_Aim_
Copy the items below verbatim, from the line containing "Can you spot the short" through the line containing "[[393, 392]]", including both of those lines.

_Raw records_
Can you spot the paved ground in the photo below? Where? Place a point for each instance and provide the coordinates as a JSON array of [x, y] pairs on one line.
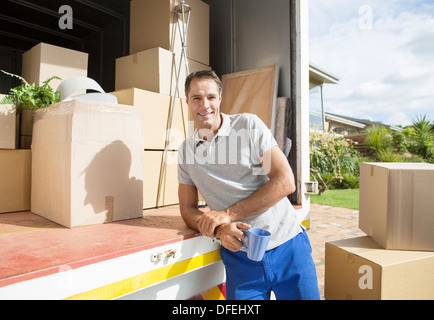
[[329, 224]]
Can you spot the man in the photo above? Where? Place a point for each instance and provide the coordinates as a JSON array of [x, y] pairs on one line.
[[236, 165]]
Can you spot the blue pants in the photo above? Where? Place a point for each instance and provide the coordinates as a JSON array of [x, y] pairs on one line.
[[288, 271]]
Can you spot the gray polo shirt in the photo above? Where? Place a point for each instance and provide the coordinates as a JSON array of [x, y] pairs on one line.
[[227, 169]]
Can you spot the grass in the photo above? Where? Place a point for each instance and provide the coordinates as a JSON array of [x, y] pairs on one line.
[[347, 198]]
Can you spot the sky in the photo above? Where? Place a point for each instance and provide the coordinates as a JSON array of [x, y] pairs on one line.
[[383, 54]]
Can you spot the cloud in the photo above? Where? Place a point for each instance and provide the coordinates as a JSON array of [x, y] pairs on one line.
[[382, 52]]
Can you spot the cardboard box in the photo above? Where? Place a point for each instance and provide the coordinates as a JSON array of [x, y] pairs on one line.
[[153, 23], [9, 126], [153, 70], [154, 111], [360, 269], [151, 181], [253, 91], [44, 61], [87, 165], [15, 176], [396, 204]]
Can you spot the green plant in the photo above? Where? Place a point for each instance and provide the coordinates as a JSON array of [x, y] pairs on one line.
[[424, 137], [333, 161], [30, 96], [378, 140]]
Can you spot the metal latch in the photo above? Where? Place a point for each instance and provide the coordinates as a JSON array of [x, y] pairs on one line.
[[163, 255]]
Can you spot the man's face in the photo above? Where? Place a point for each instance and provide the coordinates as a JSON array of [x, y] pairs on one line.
[[204, 101]]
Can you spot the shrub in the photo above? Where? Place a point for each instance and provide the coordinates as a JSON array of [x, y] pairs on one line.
[[332, 161]]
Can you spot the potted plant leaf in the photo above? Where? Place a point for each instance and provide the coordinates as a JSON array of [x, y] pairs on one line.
[[31, 96]]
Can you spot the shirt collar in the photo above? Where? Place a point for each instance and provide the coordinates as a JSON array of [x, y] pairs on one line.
[[223, 131]]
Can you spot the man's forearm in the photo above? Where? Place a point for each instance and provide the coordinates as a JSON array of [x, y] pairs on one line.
[[190, 216]]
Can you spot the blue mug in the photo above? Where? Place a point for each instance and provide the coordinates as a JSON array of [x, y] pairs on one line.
[[256, 243]]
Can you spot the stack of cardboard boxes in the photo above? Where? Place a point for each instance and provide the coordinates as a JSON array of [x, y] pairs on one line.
[[147, 77], [396, 258], [39, 63]]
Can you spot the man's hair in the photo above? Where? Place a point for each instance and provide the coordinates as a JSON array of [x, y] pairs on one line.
[[204, 74]]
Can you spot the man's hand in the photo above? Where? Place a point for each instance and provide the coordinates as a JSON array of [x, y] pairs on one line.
[[211, 220], [230, 235]]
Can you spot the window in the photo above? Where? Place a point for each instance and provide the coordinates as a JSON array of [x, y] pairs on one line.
[[316, 111]]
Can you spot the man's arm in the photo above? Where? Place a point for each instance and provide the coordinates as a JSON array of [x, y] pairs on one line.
[[229, 233], [280, 185], [188, 204]]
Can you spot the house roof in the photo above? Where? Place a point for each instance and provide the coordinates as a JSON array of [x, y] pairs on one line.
[[319, 75], [364, 122], [344, 120]]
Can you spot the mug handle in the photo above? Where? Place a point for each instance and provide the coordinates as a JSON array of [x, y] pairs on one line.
[[245, 232]]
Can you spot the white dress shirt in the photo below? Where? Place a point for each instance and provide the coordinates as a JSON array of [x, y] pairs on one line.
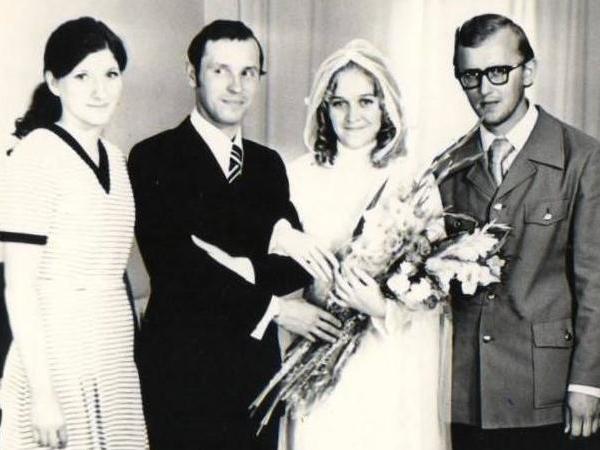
[[518, 136], [220, 145]]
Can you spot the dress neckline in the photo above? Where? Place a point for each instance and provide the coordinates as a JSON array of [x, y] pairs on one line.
[[102, 170]]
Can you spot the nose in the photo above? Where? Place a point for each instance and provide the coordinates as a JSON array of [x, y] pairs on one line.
[[352, 114], [99, 90], [486, 86], [235, 83]]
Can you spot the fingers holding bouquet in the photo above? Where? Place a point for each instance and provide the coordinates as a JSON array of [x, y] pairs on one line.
[[357, 290], [316, 259]]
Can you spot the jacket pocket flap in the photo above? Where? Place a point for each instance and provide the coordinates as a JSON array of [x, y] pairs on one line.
[[545, 212], [558, 333]]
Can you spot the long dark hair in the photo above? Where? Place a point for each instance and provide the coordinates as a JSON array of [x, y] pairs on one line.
[[67, 46]]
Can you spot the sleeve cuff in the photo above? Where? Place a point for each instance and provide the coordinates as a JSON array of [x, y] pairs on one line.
[[245, 269], [279, 230], [582, 389], [271, 312], [24, 238]]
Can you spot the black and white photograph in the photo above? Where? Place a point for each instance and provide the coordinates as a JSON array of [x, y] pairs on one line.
[[300, 225]]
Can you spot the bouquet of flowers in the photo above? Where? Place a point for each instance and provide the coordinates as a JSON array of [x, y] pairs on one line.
[[412, 267]]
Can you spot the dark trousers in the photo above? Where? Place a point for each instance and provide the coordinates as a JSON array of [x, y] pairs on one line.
[[465, 437]]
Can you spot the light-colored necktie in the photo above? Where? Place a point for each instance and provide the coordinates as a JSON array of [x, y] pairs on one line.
[[499, 151], [236, 162]]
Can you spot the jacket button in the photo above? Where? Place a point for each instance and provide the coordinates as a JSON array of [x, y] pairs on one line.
[[568, 336]]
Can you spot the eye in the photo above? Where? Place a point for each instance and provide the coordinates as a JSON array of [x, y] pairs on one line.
[[497, 70], [337, 103], [249, 73], [366, 101]]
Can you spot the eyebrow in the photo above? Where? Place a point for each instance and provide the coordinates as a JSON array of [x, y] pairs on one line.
[[360, 95], [227, 66]]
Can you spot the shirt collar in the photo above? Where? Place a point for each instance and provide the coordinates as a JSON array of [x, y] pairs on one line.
[[519, 133], [217, 141]]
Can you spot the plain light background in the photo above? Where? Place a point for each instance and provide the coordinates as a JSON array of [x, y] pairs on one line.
[[416, 35]]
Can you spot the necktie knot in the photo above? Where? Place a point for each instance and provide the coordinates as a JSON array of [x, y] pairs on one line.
[[500, 149], [236, 162]]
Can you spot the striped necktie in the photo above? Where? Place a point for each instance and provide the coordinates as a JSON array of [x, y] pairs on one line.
[[236, 161]]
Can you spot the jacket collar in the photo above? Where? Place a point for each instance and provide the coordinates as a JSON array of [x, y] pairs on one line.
[[544, 146]]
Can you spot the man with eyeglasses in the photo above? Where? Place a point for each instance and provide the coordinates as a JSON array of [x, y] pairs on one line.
[[526, 364]]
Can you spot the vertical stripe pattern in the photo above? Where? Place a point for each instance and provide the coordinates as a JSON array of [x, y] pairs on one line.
[[236, 162]]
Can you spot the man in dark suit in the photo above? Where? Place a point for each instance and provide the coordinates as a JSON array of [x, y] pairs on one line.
[[526, 366], [199, 366]]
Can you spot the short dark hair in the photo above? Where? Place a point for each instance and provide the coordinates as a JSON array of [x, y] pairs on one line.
[[67, 46], [476, 30], [217, 30], [325, 146]]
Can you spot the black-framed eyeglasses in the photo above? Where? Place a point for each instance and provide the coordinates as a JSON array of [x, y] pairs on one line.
[[497, 75]]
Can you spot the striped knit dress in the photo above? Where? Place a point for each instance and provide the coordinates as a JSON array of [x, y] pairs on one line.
[[52, 195]]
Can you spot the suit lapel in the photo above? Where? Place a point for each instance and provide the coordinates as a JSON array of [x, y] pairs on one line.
[[197, 152], [543, 146], [478, 174]]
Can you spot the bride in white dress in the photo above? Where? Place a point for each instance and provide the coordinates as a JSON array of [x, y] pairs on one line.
[[392, 392]]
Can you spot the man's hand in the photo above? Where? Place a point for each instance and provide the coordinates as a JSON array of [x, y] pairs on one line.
[[582, 414], [319, 262], [238, 264], [48, 422], [305, 319]]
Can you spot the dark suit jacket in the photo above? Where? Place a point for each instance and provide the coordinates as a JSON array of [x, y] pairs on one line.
[[197, 360], [518, 344]]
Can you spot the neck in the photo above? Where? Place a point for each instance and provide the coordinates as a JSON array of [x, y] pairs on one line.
[[362, 154], [503, 128], [87, 138]]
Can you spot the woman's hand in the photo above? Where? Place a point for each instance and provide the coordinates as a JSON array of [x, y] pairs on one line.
[[48, 421], [300, 317], [318, 261], [358, 290]]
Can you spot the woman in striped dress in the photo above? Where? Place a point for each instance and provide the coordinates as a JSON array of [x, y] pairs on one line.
[[66, 217]]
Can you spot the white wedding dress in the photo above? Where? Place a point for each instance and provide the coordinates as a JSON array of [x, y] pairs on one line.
[[393, 392]]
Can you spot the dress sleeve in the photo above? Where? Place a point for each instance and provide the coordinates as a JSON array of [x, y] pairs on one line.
[[28, 191]]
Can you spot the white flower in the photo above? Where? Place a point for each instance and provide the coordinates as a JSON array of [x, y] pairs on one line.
[[471, 275], [408, 269], [398, 284], [443, 270], [418, 293], [495, 263]]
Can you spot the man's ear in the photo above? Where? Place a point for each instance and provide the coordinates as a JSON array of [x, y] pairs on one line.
[[529, 71], [51, 82], [191, 74]]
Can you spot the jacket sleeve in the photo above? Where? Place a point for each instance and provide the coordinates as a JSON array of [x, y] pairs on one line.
[[173, 262], [278, 274], [585, 235]]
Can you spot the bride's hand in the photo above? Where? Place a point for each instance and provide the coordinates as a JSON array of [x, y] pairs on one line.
[[358, 290], [318, 261], [48, 421]]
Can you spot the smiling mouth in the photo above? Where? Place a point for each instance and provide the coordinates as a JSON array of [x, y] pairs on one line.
[[233, 102]]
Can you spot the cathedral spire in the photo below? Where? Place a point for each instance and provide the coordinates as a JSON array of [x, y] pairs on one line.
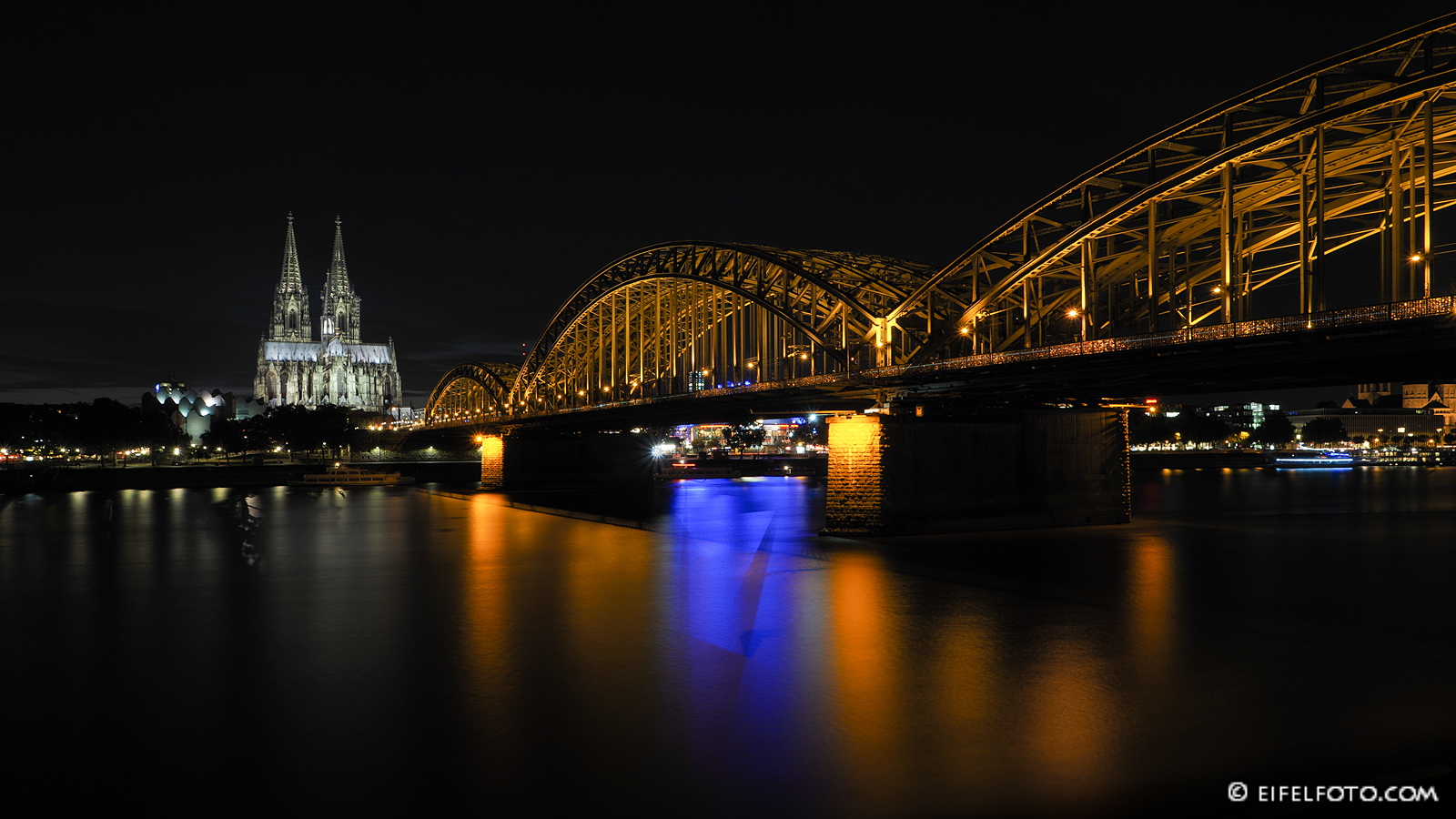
[[290, 315], [337, 267], [341, 307], [291, 278]]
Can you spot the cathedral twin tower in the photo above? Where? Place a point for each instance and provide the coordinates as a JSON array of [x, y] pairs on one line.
[[335, 368]]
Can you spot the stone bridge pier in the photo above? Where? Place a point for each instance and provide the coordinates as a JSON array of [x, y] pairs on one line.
[[1014, 470]]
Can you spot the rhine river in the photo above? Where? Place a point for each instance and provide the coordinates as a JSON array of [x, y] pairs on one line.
[[429, 649]]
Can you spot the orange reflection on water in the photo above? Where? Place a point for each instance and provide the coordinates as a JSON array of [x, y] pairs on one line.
[[491, 693], [960, 713], [1069, 732], [1152, 603], [866, 666]]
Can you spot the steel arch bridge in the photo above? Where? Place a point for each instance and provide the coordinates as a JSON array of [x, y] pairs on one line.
[[470, 392], [1320, 191]]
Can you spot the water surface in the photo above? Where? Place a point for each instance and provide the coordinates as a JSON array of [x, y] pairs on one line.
[[411, 649]]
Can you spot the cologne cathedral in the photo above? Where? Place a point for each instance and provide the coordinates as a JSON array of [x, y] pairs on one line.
[[335, 368]]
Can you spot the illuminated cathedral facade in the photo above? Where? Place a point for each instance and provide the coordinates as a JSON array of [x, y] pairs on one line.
[[334, 368]]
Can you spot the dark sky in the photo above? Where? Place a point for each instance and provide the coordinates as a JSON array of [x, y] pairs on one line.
[[487, 167]]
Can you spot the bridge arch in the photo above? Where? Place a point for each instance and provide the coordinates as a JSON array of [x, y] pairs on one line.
[[470, 392], [1228, 216], [686, 317]]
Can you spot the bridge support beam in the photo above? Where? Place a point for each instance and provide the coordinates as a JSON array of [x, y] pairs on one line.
[[558, 460], [897, 474], [492, 460]]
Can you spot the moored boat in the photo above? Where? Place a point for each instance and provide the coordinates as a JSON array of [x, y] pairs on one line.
[[341, 475], [1314, 460], [689, 471]]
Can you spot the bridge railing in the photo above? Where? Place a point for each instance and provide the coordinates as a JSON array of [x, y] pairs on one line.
[[1308, 322]]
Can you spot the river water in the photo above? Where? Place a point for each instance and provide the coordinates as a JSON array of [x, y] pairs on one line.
[[431, 649]]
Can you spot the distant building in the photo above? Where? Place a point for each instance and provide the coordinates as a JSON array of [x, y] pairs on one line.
[[335, 368], [1244, 416], [194, 410], [1363, 420], [1438, 398], [1372, 392]]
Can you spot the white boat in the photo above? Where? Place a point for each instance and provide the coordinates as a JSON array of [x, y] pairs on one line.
[[341, 475], [689, 471], [1314, 460]]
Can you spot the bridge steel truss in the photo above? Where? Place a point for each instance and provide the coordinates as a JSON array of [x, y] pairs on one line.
[[689, 317], [1228, 216], [470, 392]]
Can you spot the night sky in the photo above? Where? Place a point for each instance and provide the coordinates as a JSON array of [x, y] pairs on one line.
[[487, 167]]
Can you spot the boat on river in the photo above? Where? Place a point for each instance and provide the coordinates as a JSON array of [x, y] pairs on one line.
[[691, 471], [1314, 460], [341, 475]]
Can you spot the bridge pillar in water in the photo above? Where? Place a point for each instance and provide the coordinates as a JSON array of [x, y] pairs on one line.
[[492, 460], [1023, 470]]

_Exercise result_
Can you spot the short dark hair in the photo above? Where? Place a point for each instance and provide the coordinates as a JSON array of [x, y] pairs on one line.
[[67, 46], [476, 30], [217, 30], [325, 146]]
Can you spot the black-framed eyeglasses in the photo above? Where? Place a point for each instance and provide the coordinates as a JSON array of [x, y] pairs on one line.
[[497, 75]]
Can you spot the striped knit dress in the photo above? Where? Place a point for each instance and provide the coordinates as a JSON array of [x, y] pairs on one line.
[[52, 195]]
Can you spot the suit lapel in the photo above? Where? Place a point for each instance and provide the coordinates as a JSON array of [x, y] pairs on one line.
[[197, 152], [543, 146], [478, 174]]
Can you spot the bride in white dress in the photo above? Where? Place a point for each instance and provide the coordinates as a JSON array of [x, y] pairs on one line.
[[392, 392]]
Can you spot the man's hand in the photo above? Where? Place a point for each instance and provide the coordinates as a JSON array of [x, y] pairs on one line.
[[582, 414], [319, 262], [238, 264], [48, 422], [305, 319]]
Can you spot the dark suit jacket in the photo above? Where? Place a point for each instance and provide the coordinates as a JSON array of [x, y] pairs on one line.
[[197, 360], [518, 344]]
Can you spot the neck in the photo above? Where? Place a point for each instance and provide the coordinates as a JSON array of [x, y] pairs on one line.
[[362, 154], [503, 128], [87, 138]]
Can you spot the woman's hand in the photo above? Where? Place a point for each instance and provide the coordinates as a JSON array of [x, y] pairs on one line.
[[48, 421], [300, 317], [318, 261], [358, 290]]
Can you spot the woman in striped dress in the photo above? Where? Place a point for each instance and provide the coordinates as a JSON array of [x, y] pairs on one line.
[[66, 217]]
Can you spot the white wedding dress in the photo above? Where? Place a point for each instance and provide the coordinates as a JSON array of [x, y] pairs on one line.
[[393, 392]]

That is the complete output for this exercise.